REQUIREMENT:
Locate every line in the records below that contains the string "stone" and copy each of those lines in the order it appears.

____________________

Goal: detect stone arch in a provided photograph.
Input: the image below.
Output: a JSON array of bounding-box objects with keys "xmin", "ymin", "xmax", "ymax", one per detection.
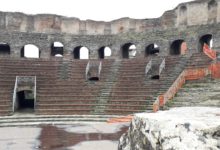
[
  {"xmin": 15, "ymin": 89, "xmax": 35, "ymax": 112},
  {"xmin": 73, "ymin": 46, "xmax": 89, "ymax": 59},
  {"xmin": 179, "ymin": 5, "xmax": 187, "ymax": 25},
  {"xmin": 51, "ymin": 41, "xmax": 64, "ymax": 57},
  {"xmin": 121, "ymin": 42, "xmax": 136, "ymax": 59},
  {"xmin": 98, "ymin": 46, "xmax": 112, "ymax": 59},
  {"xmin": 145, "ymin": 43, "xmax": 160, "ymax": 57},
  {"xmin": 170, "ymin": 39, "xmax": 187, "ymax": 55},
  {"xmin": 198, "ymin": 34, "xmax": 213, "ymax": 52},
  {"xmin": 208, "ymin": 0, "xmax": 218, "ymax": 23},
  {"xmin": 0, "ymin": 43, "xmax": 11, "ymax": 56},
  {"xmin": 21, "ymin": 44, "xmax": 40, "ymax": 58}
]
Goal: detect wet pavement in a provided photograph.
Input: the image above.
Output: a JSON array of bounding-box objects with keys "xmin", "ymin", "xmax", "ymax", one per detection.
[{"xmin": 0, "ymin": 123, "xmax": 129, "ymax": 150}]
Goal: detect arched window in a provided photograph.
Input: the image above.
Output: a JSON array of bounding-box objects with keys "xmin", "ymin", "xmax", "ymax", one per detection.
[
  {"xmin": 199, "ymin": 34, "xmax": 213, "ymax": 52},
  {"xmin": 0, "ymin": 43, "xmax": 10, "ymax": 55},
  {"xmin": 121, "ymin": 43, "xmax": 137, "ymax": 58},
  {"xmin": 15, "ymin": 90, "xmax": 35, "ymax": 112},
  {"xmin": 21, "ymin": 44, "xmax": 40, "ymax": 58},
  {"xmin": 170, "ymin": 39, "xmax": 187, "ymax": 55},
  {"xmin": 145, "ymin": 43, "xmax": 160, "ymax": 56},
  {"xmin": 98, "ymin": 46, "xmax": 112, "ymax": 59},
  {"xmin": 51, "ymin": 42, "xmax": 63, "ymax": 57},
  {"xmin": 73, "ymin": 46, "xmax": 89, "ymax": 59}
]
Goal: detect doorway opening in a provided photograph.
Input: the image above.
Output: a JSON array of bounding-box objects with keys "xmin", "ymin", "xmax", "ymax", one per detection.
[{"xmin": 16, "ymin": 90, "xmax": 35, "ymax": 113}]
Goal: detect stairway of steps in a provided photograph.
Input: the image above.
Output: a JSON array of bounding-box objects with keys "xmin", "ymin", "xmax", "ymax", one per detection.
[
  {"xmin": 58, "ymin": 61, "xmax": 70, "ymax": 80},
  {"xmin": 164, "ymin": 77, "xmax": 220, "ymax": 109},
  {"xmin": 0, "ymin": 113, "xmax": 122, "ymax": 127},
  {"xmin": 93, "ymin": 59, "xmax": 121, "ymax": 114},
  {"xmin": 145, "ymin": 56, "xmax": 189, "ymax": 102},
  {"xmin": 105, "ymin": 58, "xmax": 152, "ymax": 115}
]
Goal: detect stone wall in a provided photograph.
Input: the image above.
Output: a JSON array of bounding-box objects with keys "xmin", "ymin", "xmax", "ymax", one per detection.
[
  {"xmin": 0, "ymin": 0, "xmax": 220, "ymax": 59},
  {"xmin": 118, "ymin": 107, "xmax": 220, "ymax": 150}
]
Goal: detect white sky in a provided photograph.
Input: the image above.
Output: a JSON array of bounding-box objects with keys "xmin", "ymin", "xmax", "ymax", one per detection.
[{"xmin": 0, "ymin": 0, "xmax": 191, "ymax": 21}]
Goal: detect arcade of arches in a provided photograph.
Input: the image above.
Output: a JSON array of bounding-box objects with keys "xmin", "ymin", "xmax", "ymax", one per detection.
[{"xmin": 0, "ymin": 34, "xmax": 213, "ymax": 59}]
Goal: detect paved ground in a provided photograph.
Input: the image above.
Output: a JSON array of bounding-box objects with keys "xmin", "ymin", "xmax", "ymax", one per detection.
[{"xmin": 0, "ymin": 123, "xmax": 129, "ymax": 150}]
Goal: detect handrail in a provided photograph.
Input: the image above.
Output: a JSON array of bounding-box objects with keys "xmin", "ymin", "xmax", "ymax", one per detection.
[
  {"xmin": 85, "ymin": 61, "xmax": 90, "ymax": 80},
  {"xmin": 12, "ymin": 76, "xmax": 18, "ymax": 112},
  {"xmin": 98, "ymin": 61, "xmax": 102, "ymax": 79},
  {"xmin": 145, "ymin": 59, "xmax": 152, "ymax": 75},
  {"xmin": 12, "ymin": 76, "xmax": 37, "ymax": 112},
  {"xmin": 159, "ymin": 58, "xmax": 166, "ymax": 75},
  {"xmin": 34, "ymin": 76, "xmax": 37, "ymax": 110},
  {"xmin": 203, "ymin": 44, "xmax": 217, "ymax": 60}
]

____________________

COMPLETED TASK:
Goal: detect stone arch in a provided photograph.
Goal: detect stone wall in a provided photograph.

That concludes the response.